_PAGE EXCERPT_
══════

Witches Abroad

Discworld novel by Terry Pratchett

Books: The Colour of Magic | The Light Fantastic | Equal Rites | Mort | Sourcery | Wyrd Sisters | Pyramids | Guards! Guards! | Faust Eric | Moving Pictures | Reaper Man | Witches Abroad | Main

Witches Abroad is a 1991 fantasy novel by the British writer Terry Pratchett, the 12th novel of the Discworld series.


All page numbers from the mass market paperback edition published in August 2002 by Harper Torch, ISBN# 0-06-102061-3
  • But then...it used to be so simple, once upon a time.
Because the universe was full of ignorance all around and the scientist panned through it like a prospector crouched over a mountain stream, looking for the gold of knowledge among the gravel of unreason, the sand of uncertainty and the little whiskery eight-legged swimming things of superstition. (p. 1)
  • Bad spelling can be lethal. For example, the greedy seraph of Al-Ybi was cursed by a badly-educated deity and for some days everything he touched turned to Glod, which happened to be the name of a small dwarf from a mountain community hundreds of miles away who found himself magically dragged to the kingdom and relentlessly duplicated. Some two thousand Glods later the spell wore off. These days, the people of Al-Ybi are renowned for being unusually short and bad-tempered. (p. 6)

══════

_Records excerpted from a collection_

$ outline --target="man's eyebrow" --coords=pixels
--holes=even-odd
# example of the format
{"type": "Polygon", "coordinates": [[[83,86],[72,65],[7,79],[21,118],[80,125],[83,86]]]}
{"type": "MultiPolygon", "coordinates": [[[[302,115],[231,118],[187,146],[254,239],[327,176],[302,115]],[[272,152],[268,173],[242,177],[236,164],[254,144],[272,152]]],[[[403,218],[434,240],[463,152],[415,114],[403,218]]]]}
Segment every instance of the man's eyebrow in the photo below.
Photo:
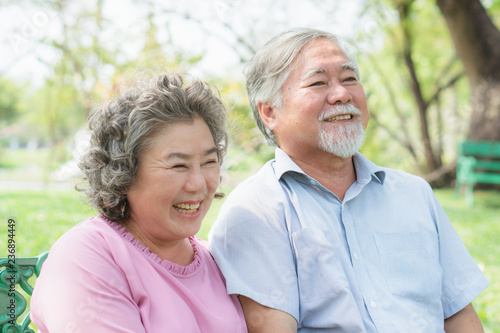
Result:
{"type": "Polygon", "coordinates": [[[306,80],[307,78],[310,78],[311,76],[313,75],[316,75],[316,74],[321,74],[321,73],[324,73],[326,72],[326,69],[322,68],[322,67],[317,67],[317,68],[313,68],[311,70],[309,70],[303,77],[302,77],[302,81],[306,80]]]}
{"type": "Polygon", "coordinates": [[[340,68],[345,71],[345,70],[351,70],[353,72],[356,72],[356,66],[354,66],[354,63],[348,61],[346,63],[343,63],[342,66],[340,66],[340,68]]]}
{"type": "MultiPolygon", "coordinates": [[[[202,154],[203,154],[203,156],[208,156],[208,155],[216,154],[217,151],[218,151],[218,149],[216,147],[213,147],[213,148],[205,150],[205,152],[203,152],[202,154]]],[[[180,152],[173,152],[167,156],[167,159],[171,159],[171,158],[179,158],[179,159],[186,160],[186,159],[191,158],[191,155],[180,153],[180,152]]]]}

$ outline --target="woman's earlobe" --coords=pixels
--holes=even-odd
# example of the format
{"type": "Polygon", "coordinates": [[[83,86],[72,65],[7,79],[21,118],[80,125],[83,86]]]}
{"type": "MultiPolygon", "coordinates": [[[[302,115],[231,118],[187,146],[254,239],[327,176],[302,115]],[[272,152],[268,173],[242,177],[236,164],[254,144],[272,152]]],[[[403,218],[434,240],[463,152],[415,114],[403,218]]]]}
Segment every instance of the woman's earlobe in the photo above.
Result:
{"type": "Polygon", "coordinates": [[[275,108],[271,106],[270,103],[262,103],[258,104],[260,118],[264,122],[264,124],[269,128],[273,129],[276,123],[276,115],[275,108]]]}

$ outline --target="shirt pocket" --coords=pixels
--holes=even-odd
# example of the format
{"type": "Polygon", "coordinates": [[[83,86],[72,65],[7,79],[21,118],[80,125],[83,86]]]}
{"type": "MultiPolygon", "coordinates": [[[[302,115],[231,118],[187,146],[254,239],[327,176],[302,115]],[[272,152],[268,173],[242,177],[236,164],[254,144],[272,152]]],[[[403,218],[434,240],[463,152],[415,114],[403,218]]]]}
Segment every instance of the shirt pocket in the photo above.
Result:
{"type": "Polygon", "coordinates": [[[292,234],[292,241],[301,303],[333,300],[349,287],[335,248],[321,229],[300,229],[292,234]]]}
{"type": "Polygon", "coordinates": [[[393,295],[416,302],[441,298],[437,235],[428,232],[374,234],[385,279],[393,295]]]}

══════

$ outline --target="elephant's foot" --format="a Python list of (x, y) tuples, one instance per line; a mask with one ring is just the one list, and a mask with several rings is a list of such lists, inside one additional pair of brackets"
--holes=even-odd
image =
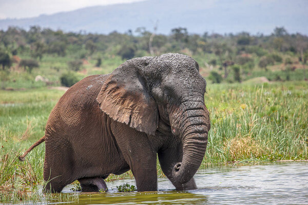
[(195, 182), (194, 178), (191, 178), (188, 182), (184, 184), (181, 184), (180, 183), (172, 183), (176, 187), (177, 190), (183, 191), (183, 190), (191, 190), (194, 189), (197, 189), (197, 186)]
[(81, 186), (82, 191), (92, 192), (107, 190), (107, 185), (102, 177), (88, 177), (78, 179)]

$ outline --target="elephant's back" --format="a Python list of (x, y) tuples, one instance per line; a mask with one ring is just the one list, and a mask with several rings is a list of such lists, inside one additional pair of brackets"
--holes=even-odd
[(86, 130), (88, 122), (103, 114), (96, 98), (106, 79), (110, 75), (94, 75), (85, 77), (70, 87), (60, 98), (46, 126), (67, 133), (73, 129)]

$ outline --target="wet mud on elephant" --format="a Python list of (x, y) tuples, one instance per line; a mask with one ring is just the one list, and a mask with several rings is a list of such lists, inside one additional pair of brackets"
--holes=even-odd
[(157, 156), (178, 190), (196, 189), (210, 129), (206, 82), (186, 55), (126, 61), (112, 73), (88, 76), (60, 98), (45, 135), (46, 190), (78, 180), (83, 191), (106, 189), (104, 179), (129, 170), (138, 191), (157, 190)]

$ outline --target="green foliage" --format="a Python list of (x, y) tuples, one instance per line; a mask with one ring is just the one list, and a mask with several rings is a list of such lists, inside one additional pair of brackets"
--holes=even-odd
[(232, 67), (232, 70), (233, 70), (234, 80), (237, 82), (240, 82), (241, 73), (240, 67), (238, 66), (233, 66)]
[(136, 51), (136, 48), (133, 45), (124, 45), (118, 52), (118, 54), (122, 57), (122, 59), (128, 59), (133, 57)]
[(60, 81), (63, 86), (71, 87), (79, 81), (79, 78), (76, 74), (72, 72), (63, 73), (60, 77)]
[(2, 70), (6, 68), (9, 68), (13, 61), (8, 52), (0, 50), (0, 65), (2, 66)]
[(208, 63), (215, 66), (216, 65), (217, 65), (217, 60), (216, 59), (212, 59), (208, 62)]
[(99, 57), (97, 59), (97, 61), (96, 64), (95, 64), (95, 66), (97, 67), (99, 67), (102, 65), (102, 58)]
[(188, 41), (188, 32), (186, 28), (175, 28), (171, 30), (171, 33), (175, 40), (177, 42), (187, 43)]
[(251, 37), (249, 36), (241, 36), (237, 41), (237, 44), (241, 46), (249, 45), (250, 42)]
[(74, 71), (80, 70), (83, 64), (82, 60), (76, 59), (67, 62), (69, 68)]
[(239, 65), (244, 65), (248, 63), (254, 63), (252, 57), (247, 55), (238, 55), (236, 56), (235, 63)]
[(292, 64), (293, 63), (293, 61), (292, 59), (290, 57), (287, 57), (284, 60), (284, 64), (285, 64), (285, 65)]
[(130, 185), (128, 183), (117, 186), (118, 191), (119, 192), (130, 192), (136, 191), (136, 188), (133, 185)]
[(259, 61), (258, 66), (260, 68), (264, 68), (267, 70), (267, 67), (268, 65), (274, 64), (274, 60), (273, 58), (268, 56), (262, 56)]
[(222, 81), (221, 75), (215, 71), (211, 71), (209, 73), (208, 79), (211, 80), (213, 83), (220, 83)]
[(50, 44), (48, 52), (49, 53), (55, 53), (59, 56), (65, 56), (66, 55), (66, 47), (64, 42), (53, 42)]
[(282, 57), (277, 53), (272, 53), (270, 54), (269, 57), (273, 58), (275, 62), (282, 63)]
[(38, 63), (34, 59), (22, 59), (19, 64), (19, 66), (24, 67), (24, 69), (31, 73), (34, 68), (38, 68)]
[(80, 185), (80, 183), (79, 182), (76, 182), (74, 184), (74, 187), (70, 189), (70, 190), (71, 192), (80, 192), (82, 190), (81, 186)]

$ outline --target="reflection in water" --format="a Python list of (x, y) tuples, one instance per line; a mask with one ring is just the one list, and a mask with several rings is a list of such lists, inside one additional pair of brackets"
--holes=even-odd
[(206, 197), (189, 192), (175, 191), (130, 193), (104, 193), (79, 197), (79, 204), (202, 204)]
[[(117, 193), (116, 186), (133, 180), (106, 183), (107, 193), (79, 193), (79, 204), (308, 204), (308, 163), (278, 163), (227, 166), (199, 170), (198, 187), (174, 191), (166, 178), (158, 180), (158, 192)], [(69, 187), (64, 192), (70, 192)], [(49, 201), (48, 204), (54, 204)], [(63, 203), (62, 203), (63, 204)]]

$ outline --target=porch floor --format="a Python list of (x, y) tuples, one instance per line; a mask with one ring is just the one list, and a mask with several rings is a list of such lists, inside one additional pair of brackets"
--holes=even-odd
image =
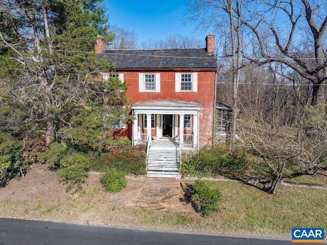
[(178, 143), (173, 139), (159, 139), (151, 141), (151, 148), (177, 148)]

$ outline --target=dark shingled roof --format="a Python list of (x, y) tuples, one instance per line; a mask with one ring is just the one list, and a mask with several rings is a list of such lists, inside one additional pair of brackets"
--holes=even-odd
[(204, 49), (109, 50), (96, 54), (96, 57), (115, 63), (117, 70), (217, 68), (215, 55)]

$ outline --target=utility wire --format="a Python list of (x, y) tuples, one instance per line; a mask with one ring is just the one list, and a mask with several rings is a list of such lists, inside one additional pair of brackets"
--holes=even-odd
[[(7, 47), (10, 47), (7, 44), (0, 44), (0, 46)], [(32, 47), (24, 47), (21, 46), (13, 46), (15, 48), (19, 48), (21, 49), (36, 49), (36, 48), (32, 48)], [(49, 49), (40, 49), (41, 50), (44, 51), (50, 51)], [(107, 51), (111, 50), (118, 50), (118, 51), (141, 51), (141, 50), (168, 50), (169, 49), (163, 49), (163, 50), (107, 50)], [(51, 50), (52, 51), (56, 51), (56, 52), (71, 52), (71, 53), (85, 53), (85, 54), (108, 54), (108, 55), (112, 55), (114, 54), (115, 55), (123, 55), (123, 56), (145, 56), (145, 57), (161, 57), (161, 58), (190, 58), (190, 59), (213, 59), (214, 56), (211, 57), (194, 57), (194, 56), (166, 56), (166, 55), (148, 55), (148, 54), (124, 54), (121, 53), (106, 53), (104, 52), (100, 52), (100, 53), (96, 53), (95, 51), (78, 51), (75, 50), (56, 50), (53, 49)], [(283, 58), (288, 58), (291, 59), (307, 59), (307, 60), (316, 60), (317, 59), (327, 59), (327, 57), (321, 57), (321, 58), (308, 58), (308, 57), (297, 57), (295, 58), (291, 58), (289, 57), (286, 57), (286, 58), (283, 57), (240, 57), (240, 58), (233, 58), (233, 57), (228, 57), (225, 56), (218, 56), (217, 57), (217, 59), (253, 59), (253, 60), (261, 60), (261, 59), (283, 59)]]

══════

_CHALLENGES_
1) According to the Witches Abroad page, who published the paperback edition that all of its page numbers come from?
2) From the Witches Abroad page, set down the passage that begins at the words "Books: The Colour" and stops after the words "superstition. (p. 1)".

_SOLUTIONS TO THE TASKS_
1) Harper Torch

2)
Books: The Colour of Magic | The Light Fantastic | Equal Rites | Mort | Sourcery | Wyrd Sisters | Pyramids | Guards! Guards! | Faust Eric | Moving Pictures | Reaper Man | Witches Abroad | Main

Witches Abroad is a 1991 fantasy novel by the British writer Terry Pratchett, the 12th novel of the Discworld series.


All page numbers from the mass market paperback edition published in August 2002 by Harper Torch, ISBN# 0-06-102061-3
  • But then...it used to be so simple, once upon a time.
Because the universe was full of ignorance all around and the scientist panned through it like a prospector crouched over a mountain stream, looking for the gold of knowledge among the gravel of unreason, the sand of uncertainty and the little whiskery eight-legged swimming things of superstition. (p. 1)